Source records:
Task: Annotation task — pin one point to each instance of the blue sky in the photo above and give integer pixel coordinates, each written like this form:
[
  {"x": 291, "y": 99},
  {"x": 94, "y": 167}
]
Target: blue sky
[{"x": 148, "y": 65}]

### [What this task involves]
Turn the lines above into a Markdown table with the columns Row and Line, numbering each row and leaving out blank lines.

### [Task answer]
| Row | Line |
|---|---|
| 1 | Task: Annotation task — pin one point to each instance of the blue sky in the photo above and give integer pixel coordinates, each written like this form: |
| 2 | [ |
| 3 |   {"x": 291, "y": 99}, |
| 4 |   {"x": 94, "y": 167} |
| 5 | ] |
| 6 | Target: blue sky |
| 7 | [{"x": 148, "y": 65}] |